### EXTRACTED MATERIAL
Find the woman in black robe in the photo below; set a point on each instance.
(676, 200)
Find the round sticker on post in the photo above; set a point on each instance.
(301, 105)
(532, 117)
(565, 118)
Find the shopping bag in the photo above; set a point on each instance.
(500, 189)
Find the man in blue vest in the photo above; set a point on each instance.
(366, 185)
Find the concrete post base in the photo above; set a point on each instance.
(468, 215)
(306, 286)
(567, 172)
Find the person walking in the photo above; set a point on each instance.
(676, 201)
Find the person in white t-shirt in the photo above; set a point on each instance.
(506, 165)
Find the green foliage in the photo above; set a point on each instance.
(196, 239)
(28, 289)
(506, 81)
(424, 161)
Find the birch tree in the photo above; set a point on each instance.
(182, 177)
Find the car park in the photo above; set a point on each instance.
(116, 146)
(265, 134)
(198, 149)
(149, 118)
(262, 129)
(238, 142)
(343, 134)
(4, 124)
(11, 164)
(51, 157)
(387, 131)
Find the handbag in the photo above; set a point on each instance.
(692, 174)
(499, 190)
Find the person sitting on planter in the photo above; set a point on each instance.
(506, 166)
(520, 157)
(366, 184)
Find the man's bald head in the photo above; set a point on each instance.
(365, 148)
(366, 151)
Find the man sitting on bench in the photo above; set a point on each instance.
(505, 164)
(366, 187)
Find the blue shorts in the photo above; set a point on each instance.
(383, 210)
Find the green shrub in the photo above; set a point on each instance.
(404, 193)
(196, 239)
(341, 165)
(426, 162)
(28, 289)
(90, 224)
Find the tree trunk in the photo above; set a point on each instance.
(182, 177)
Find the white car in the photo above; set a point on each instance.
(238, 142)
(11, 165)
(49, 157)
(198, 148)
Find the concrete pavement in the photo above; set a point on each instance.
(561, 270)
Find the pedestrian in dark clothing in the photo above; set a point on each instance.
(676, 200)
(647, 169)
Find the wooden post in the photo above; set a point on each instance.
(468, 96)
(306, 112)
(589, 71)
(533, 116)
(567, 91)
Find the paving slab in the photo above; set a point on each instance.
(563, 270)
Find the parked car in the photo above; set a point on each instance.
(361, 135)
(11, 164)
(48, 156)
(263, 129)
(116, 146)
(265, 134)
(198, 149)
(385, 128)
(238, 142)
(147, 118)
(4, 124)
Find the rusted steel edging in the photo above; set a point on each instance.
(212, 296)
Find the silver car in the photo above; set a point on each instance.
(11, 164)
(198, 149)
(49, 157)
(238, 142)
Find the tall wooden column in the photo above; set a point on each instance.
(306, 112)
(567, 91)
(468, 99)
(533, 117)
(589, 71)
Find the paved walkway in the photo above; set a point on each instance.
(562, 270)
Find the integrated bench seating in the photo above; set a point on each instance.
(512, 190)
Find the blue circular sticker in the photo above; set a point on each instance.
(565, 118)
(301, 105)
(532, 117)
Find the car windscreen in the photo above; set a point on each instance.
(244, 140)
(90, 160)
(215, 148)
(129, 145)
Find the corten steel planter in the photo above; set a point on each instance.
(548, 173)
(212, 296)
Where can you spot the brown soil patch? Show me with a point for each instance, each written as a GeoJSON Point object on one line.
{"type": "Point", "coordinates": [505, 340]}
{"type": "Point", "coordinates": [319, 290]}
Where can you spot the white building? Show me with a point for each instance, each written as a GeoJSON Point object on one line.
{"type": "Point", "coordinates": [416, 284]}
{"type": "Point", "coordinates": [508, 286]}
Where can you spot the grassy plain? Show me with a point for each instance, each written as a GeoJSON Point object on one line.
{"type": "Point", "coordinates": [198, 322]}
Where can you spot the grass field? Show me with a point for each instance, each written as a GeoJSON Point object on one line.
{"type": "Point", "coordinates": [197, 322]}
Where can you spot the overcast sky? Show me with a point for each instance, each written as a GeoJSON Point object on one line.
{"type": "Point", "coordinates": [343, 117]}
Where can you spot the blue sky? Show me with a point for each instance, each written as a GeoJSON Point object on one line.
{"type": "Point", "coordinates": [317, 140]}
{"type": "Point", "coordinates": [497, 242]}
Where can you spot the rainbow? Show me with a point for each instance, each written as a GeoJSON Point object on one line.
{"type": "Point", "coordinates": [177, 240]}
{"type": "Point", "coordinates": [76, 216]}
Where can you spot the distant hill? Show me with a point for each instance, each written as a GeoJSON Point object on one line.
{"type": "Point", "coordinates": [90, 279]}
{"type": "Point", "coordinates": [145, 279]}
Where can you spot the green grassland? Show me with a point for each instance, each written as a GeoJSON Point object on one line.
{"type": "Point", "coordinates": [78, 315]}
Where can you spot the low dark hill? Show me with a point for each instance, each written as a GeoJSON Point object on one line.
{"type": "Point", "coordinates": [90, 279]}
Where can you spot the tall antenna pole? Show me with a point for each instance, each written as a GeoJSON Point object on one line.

### EXERCISE INSTRUCTIONS
Could you restate the records above word for word?

### PROBLEM SOLUTION
Find the woman in black robe in the photo below; set a point on each instance.
(676, 200)
Find the round sticker on post in the photo above; set a point on each instance.
(301, 105)
(532, 117)
(565, 118)
Find the shopping bag in the photo above; set a point on each instance.
(500, 189)
Find the man in blue vest in the photo above; set a point on each instance.
(366, 185)
Find the concrete post base in the photo above; set a point on each instance.
(468, 215)
(306, 286)
(567, 172)
Find the person walking in the photo above; set a point on each instance.
(676, 201)
Find the person in white t-shirt in the photo above; set a point on each instance.
(506, 165)
Find the green foliage in the photo above; set a point on each instance.
(196, 239)
(28, 289)
(506, 81)
(424, 161)
Find the birch tree in the photo above; set a point on each instance.
(182, 177)
Find the car park in the photo above; set a point on each instance.
(116, 146)
(265, 134)
(198, 149)
(149, 118)
(262, 129)
(238, 142)
(343, 134)
(4, 124)
(11, 164)
(51, 157)
(387, 131)
Find the handbag in the photo above; set a point on each instance.
(692, 174)
(499, 190)
Find the person sitting on planter in the photo above; set a point on each instance.
(506, 166)
(520, 157)
(366, 184)
Find the man's bald head in the photo above; set a point on each instance.
(365, 148)
(366, 151)
Find the man sitting on bench in the photo above; set a point on each instance.
(505, 164)
(366, 187)
Find the blue shorts in the photo above; set a point on each instance.
(383, 210)
Find the green shrub in the photo above; set a point on each instance.
(404, 193)
(196, 239)
(341, 165)
(426, 162)
(28, 289)
(90, 224)
Find the tree trunk in the photo above; set a point on each instance.
(182, 177)
Find the white car in the photo above; set a point on each instance.
(238, 142)
(11, 165)
(49, 157)
(198, 148)
Find the concrete pavement in the photo above; set a point on each instance.
(561, 270)
Find the pedestrian in dark clothing in the photo above; set a point on each instance.
(676, 200)
(647, 169)
Find the wooden post in the photo above; set a point on each instance.
(468, 96)
(306, 112)
(589, 71)
(533, 116)
(567, 91)
Find the paving slab in the photo above; set a point on each instance.
(563, 270)
Find the parked car in the photo above; set a point on each instance.
(361, 135)
(11, 164)
(48, 156)
(263, 129)
(116, 146)
(265, 134)
(198, 149)
(385, 128)
(238, 142)
(147, 118)
(4, 124)
Find the rusted steel edging in the photo above; set a point on each instance.
(212, 296)
Find the silver car in the photo above; set a point on each instance.
(11, 164)
(198, 149)
(49, 157)
(238, 142)
Find the tall wooden column in the photo above; set a point on each instance.
(306, 112)
(567, 91)
(468, 99)
(533, 117)
(589, 71)
Find the paved walkway in the photo above; set a point on each instance.
(562, 270)
Find the integrated bench seating in the photo above; set a point on each instance.
(512, 190)
Find the blue circular sticker in the photo above; set a point on each instance.
(565, 118)
(301, 105)
(532, 117)
Find the car windscreen in the photo above; set a point on each instance.
(244, 140)
(90, 160)
(215, 148)
(129, 145)
Find the corten steel planter in the photo above; set a point on each instance.
(548, 173)
(212, 296)
Where can you spot the brown soil patch? Show me with a point for each instance, each written as a GeoJSON Point object on one line.
{"type": "Point", "coordinates": [505, 340]}
{"type": "Point", "coordinates": [319, 290]}
Where can you spot the white building? Show me with a point for each instance, each written as a GeoJSON Point object on one line.
{"type": "Point", "coordinates": [416, 284]}
{"type": "Point", "coordinates": [508, 286]}
Where can you spot the grassy plain? Show me with a point for each instance, each written as a GeoJSON Point object on one line.
{"type": "Point", "coordinates": [198, 322]}
Where can you spot the grass field? Show me with a point for each instance, each written as a GeoJSON Point object on one line.
{"type": "Point", "coordinates": [197, 322]}
Where can you spot the overcast sky? Show me with a point for each instance, each written as a GeoJSON Point object on one line.
{"type": "Point", "coordinates": [343, 117]}
Where can you spot the blue sky? Show me with a point for each instance, each written as a GeoJSON Point object on one line.
{"type": "Point", "coordinates": [317, 140]}
{"type": "Point", "coordinates": [497, 242]}
Where can you spot the rainbow? Show me with a point for each instance, each written as a GeoJSON Point object on one line.
{"type": "Point", "coordinates": [177, 240]}
{"type": "Point", "coordinates": [76, 216]}
Where can you spot the distant hill? Show me with a point for each instance, each written as a GeoJSON Point object on one line.
{"type": "Point", "coordinates": [90, 279]}
{"type": "Point", "coordinates": [145, 279]}
Where can you spot the green grassland? Show me with a point for each instance, each written as a GeoJSON Point object on one line.
{"type": "Point", "coordinates": [78, 315]}
Where can you spot the low dark hill? Show me with a point for each instance, each written as a GeoJSON Point object on one line.
{"type": "Point", "coordinates": [90, 279]}
Where can you spot the tall antenna pole? Show me with a point for each instance, each written as a GeoJSON Point object on one line.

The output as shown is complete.